** start Listed records **
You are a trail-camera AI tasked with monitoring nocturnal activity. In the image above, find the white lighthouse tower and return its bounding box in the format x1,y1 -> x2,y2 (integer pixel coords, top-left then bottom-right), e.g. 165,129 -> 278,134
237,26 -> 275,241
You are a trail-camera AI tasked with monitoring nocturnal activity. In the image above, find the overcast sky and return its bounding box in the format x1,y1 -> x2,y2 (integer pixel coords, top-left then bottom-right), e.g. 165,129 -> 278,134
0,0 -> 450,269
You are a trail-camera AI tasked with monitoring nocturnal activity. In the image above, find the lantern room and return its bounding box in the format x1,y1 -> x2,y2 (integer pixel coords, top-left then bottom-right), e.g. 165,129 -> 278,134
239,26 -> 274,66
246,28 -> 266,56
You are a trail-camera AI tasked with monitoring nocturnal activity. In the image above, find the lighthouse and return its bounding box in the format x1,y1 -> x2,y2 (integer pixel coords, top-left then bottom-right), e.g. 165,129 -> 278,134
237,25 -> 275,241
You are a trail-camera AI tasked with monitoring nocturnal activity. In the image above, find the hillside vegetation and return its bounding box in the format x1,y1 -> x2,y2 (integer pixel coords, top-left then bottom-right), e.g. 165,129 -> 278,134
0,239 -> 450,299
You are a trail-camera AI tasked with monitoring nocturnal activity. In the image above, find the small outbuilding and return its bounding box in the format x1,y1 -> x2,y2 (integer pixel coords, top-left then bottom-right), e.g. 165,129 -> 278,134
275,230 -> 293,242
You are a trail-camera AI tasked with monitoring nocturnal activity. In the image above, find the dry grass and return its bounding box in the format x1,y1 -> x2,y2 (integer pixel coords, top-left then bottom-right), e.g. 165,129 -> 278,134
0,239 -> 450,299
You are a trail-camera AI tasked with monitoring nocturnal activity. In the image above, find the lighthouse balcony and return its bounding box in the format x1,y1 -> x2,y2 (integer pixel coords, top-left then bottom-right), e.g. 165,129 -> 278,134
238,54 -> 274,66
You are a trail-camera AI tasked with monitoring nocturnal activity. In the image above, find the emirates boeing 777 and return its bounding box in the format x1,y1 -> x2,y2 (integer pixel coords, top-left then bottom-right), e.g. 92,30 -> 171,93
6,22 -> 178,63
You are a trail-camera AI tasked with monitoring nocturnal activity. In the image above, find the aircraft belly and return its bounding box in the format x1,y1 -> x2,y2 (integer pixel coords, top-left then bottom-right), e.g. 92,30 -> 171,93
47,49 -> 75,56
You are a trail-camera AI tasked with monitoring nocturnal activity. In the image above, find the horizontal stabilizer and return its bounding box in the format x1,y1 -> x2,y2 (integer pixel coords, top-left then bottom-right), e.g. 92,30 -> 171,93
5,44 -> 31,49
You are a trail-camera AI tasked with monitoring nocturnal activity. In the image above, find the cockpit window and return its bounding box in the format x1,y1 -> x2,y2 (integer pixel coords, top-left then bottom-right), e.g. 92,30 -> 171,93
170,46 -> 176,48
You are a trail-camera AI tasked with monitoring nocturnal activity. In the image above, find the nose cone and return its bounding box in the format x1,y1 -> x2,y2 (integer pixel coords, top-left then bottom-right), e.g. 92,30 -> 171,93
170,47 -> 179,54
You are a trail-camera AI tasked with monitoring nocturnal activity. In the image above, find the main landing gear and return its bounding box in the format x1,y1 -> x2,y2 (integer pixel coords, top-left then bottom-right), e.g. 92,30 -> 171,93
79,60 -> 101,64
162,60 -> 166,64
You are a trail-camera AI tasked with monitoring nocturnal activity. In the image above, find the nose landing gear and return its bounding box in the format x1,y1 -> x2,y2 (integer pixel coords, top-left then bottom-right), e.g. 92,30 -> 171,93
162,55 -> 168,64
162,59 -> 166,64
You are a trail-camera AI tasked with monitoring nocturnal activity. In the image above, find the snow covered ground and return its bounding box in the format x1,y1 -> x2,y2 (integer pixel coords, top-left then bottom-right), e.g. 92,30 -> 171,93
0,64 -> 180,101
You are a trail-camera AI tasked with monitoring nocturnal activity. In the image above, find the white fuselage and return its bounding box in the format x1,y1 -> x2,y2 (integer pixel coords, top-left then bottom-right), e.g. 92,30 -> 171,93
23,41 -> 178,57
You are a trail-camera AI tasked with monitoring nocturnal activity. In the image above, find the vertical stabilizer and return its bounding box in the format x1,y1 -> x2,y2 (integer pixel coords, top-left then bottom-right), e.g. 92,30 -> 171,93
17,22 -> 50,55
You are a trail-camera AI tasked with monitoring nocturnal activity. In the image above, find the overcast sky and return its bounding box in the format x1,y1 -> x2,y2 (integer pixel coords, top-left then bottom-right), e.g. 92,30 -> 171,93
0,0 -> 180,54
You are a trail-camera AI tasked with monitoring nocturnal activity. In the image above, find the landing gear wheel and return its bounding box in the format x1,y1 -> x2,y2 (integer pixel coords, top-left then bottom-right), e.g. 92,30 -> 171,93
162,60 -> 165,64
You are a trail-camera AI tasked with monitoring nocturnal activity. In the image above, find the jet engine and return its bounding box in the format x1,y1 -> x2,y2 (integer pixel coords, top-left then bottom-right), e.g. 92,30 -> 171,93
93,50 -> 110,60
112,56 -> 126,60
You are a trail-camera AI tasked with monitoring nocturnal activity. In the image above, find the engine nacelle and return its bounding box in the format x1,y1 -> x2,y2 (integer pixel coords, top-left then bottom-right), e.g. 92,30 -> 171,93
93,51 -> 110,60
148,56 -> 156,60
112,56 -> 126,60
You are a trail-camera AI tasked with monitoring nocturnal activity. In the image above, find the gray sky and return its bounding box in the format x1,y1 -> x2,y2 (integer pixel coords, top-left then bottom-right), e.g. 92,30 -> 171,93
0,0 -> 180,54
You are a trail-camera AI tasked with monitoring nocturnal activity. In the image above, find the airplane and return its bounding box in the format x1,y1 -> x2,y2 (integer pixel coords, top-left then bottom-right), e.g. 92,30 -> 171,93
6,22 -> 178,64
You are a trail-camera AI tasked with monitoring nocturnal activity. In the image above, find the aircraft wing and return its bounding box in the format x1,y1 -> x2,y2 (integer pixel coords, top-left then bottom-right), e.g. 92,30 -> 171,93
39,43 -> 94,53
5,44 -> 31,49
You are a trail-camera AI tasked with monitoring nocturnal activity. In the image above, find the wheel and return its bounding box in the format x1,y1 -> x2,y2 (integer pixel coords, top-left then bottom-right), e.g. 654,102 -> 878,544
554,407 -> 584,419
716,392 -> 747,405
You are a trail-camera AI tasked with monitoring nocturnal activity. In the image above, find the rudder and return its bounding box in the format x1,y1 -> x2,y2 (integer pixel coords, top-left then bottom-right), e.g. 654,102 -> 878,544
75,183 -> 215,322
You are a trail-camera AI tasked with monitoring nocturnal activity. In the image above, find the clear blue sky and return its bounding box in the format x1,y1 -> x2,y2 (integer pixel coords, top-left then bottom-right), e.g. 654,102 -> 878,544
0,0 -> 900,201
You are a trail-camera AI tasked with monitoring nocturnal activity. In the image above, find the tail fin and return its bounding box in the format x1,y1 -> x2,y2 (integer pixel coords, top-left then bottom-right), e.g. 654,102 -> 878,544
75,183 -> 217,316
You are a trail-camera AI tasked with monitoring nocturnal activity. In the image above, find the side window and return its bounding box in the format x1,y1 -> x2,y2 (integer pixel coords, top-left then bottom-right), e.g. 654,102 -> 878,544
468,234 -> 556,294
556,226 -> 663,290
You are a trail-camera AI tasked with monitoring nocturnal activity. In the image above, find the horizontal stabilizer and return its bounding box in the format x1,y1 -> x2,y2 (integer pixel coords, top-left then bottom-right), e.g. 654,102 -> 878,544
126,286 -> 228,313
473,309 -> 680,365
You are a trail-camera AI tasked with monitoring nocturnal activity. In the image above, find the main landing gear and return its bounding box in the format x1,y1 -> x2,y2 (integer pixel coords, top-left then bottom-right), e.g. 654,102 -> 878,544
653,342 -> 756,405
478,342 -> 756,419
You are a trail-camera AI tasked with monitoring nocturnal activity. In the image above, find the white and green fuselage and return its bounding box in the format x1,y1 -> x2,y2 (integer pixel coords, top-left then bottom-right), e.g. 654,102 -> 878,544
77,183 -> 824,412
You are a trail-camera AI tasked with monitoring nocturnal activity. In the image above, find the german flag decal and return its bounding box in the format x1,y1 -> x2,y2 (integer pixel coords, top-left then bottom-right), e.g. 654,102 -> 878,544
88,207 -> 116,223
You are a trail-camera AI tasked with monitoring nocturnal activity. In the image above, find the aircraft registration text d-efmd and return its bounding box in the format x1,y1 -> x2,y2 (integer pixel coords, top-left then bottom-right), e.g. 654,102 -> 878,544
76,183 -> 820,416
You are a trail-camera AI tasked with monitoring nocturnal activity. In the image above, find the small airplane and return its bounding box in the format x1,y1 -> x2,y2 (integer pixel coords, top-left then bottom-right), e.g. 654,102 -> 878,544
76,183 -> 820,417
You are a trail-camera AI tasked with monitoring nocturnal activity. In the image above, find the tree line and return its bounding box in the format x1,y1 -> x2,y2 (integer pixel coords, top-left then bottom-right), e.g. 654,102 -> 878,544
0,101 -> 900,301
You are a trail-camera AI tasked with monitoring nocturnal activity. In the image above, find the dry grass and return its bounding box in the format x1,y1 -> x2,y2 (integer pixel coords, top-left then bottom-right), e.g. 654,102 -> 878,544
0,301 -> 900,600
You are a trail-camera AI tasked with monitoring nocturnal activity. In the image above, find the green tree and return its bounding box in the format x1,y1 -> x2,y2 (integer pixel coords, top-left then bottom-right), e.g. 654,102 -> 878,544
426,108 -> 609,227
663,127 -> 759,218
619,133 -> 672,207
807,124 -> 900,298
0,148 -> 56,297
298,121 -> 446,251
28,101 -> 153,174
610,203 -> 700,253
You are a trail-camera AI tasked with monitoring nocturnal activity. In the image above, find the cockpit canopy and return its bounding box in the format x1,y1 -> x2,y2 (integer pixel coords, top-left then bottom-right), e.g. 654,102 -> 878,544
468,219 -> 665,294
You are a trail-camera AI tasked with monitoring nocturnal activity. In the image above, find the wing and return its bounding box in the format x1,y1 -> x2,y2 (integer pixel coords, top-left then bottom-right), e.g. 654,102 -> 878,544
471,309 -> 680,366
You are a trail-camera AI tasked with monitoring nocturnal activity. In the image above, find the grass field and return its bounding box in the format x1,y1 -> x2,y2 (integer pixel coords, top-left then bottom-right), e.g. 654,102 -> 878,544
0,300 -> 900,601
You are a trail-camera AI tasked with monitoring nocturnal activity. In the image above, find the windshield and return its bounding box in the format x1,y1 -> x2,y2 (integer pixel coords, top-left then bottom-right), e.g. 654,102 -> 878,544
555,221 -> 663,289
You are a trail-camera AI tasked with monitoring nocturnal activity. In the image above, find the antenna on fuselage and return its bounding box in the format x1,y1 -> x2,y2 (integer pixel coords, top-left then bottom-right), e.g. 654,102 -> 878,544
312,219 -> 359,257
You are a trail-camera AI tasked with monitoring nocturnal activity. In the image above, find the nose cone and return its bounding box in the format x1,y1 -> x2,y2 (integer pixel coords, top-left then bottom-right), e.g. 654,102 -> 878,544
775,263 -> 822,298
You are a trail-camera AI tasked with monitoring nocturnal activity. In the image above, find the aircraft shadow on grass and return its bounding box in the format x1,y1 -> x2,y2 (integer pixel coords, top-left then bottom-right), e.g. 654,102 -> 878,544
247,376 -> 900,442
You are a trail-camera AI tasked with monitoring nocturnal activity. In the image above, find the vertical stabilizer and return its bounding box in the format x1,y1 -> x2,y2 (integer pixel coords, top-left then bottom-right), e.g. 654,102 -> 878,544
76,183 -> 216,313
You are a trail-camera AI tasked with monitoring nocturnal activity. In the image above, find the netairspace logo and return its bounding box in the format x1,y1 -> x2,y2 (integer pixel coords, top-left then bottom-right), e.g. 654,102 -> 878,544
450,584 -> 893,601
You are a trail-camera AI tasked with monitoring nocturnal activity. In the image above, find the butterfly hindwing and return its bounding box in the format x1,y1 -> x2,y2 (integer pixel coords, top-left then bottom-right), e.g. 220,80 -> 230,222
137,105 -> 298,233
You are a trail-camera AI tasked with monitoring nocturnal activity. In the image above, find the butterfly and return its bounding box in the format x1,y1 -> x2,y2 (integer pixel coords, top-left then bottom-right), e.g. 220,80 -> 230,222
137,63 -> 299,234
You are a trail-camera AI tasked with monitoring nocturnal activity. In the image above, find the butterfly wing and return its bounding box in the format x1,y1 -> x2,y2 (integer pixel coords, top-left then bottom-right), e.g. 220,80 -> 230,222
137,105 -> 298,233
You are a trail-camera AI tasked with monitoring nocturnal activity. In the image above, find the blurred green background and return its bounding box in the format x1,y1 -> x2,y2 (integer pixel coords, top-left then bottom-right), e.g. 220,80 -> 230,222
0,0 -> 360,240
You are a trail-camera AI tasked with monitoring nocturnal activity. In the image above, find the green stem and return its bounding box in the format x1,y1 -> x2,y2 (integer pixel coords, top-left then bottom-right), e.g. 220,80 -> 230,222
** end Listed records **
- _Exercise description_
Render the material from its first line through the line containing "237,25 -> 275,241" as a JSON list of strings, with one string per line and no blank lines.

- _The result_
[
  "You are a trail-camera AI tasked with monitoring nocturnal activity. In the image above, find the white lighthouse tower and return its bounding box in the format x1,y1 -> x2,y2 (integer pixel coords, top-left then bottom-right), e.g. 165,129 -> 278,134",
  "237,26 -> 275,241",
  "You are a trail-camera AI tasked with monitoring nocturnal activity. In the image above, find the overcast sky and return its bounding box in the format x1,y1 -> x2,y2 (integer pixel coords, top-left then bottom-right), e.g. 165,129 -> 278,134",
  "0,0 -> 450,269",
  "You are a trail-camera AI tasked with monitoring nocturnal activity. In the image above, find the lantern room and return its bounding box in the format x1,y1 -> x2,y2 (integer pixel coords, top-left then bottom-right), e.g. 165,129 -> 278,134",
  "239,26 -> 274,66",
  "246,28 -> 266,56",
  "You are a trail-camera AI tasked with monitoring nocturnal activity. In the image above, find the lighthouse and return its bounding box in the format x1,y1 -> x2,y2 (integer pixel coords, top-left then bottom-right), e.g. 165,129 -> 278,134",
  "237,25 -> 275,241"
]